═════ Dataset content

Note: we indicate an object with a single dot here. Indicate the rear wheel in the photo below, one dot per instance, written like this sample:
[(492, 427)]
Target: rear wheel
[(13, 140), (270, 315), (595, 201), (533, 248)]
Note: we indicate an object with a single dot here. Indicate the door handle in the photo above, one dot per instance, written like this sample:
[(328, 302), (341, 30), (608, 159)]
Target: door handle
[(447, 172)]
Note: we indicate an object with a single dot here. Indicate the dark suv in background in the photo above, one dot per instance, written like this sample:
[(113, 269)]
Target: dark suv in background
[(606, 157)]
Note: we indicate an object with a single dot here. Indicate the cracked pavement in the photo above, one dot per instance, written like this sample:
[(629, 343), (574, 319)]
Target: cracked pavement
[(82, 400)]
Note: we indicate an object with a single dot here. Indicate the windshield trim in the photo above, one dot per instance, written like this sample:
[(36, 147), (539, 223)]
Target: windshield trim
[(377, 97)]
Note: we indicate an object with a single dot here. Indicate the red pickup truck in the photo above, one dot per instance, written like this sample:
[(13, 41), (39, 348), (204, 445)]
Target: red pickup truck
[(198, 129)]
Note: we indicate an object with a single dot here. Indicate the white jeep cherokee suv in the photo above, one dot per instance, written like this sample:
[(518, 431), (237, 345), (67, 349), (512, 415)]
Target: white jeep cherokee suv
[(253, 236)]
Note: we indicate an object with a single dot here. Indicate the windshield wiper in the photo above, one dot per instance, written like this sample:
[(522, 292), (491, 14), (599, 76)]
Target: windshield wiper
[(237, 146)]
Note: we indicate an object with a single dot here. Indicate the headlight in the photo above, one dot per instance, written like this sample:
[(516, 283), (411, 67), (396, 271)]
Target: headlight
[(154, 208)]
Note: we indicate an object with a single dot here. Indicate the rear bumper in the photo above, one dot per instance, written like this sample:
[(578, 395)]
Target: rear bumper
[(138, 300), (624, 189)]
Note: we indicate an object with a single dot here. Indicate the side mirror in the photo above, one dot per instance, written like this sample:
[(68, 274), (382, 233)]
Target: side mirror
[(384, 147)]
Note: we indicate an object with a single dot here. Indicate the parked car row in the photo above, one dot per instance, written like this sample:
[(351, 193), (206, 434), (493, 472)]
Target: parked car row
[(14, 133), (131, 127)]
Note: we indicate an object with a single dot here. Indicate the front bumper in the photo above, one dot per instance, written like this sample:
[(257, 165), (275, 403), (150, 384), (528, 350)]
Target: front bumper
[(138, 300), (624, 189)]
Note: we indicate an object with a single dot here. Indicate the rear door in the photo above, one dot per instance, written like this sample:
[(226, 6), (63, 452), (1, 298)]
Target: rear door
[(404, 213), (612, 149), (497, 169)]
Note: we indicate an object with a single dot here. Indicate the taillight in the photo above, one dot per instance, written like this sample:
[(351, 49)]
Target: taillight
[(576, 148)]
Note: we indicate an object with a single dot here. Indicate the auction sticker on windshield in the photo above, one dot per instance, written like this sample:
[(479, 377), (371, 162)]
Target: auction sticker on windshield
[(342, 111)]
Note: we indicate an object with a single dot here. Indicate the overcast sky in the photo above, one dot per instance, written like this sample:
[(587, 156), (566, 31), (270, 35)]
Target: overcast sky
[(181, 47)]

══════════

## Stated exercise
Copy the stretch from the very start of the items through the line containing "[(13, 140), (270, 315), (595, 201), (533, 248)]", both ends included, character for character.

## Answer for the task
Note: we indicate an object with a single dot here. Indicate the rear wheel in the photo below, one dot per instance, written like this sample:
[(492, 427)]
Target: rear wheel
[(13, 140), (270, 315), (595, 201), (533, 248)]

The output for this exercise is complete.